[YOUR ASSIGNMENT]
Within the data that follows, set down exactly the lines from the one containing "Practice step: pick out every instance of the foreground" through the one containing "[(272, 72), (373, 16)]", both ends included.

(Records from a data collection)
_ _ _ _ _
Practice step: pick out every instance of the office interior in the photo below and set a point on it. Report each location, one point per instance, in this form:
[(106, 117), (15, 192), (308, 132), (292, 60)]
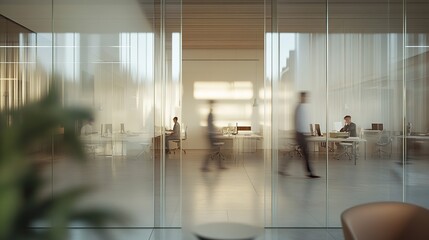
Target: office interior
[(138, 64)]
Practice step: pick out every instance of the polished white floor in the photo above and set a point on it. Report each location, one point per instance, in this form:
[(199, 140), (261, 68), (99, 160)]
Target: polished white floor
[(292, 207)]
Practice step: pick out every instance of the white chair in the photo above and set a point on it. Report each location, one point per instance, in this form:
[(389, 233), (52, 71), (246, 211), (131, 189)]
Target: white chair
[(347, 150), (184, 137), (385, 221), (217, 154), (383, 142)]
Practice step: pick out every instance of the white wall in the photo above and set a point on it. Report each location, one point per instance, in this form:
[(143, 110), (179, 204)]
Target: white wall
[(214, 66)]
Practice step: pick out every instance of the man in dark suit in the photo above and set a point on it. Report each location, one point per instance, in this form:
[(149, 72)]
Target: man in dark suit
[(349, 126)]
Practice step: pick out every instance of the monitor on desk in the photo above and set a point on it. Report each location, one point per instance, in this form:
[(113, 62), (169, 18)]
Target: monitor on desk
[(311, 130), (377, 126), (317, 126)]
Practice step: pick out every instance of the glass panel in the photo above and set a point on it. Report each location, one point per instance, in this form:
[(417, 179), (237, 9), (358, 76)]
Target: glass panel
[(296, 63), (364, 82), (104, 60), (417, 115), (223, 174), (172, 100)]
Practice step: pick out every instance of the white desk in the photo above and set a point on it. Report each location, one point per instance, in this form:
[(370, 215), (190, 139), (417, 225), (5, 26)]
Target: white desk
[(238, 143), (116, 143), (354, 140)]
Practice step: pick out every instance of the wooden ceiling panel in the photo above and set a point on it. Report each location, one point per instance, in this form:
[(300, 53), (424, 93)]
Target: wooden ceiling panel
[(225, 24)]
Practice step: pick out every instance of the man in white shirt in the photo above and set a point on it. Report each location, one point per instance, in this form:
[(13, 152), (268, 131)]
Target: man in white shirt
[(301, 126), (175, 135)]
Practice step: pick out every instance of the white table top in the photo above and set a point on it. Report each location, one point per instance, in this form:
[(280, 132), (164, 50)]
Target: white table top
[(227, 230)]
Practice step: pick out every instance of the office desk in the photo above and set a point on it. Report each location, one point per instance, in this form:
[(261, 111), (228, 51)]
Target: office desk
[(355, 141), (413, 142), (116, 144), (239, 143)]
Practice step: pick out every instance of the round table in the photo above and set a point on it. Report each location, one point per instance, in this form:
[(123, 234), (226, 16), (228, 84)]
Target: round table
[(227, 230)]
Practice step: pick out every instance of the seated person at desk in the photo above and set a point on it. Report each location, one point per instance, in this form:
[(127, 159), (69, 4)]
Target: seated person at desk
[(349, 126), (87, 128), (175, 135)]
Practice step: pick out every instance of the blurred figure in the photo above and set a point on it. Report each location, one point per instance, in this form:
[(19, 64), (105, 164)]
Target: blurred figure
[(301, 126), (174, 135), (212, 136), (349, 126), (87, 128)]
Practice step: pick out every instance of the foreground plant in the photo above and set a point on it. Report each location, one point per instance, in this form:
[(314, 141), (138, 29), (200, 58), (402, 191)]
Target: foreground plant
[(26, 211)]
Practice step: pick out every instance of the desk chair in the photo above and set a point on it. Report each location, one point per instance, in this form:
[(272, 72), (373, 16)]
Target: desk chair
[(177, 141), (385, 221), (217, 154), (294, 149), (347, 150), (382, 143)]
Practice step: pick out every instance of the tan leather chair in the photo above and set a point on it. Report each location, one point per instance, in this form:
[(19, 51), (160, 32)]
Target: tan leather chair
[(386, 221)]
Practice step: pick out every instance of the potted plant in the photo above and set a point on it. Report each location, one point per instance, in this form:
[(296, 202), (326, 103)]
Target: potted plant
[(26, 211)]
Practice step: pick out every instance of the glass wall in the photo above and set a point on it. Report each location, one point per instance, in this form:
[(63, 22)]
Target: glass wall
[(121, 60), (363, 60)]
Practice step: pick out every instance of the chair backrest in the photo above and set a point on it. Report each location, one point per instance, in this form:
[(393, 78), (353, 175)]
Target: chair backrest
[(185, 133), (384, 138), (385, 221)]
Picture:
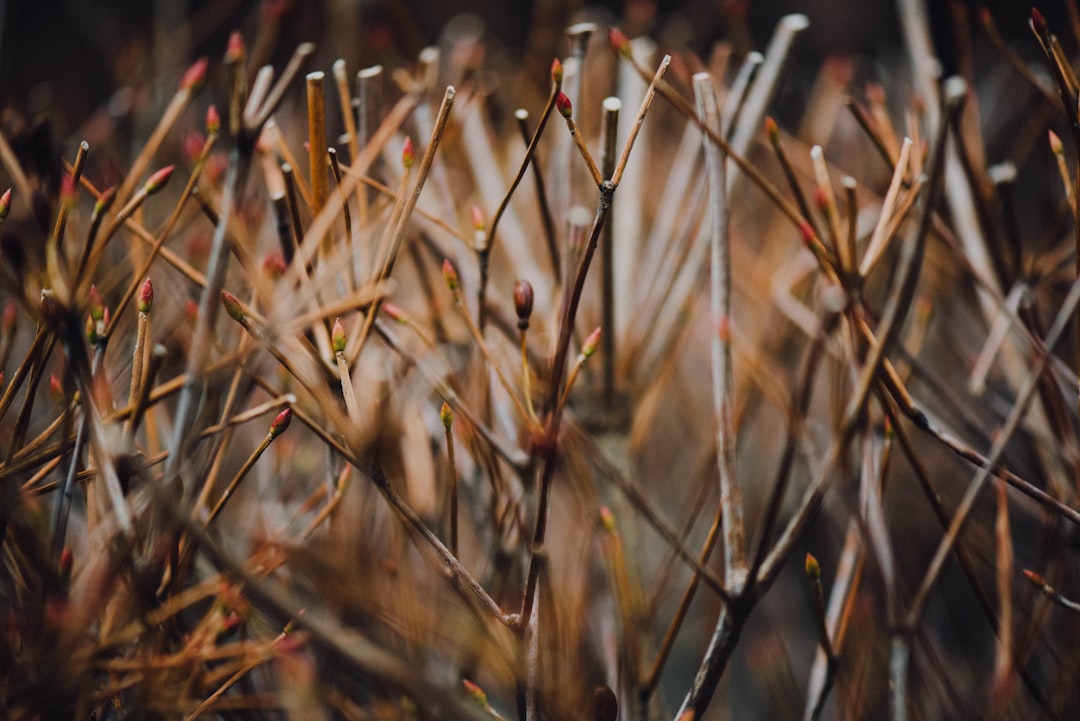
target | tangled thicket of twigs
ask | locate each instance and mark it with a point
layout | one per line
(403, 476)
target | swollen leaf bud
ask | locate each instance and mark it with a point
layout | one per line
(592, 342)
(233, 308)
(235, 51)
(523, 299)
(213, 120)
(451, 275)
(194, 77)
(145, 300)
(337, 337)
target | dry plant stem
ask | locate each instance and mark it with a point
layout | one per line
(745, 166)
(345, 99)
(609, 132)
(545, 219)
(316, 150)
(1052, 593)
(80, 159)
(509, 453)
(210, 302)
(300, 185)
(793, 184)
(566, 324)
(288, 179)
(867, 125)
(142, 334)
(402, 226)
(167, 254)
(352, 407)
(346, 215)
(529, 152)
(1015, 60)
(986, 472)
(738, 93)
(453, 501)
(478, 338)
(583, 149)
(162, 236)
(169, 118)
(734, 539)
(879, 239)
(346, 647)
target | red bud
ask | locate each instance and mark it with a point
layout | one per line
(145, 300)
(453, 282)
(235, 50)
(158, 180)
(337, 337)
(233, 308)
(281, 422)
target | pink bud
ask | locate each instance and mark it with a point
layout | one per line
(158, 180)
(213, 120)
(281, 422)
(235, 51)
(592, 342)
(523, 299)
(619, 42)
(95, 304)
(233, 308)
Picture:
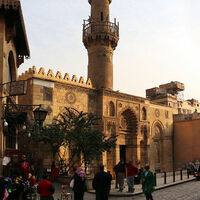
_ _ _ _ _
[EXERCISE RESPONSE]
Practice step: pick out every instance of the foreground plant in the photo above and set a point on it. Report each location, one point per instance, in this form:
[(314, 141), (138, 29), (200, 58), (402, 191)]
Target: foreground plant
[(26, 211)]
Practice step: pick out every instance of the desk chair in the photo above and set a point on it. Report each location, one point per instance, in this form:
[(272, 72), (373, 16)]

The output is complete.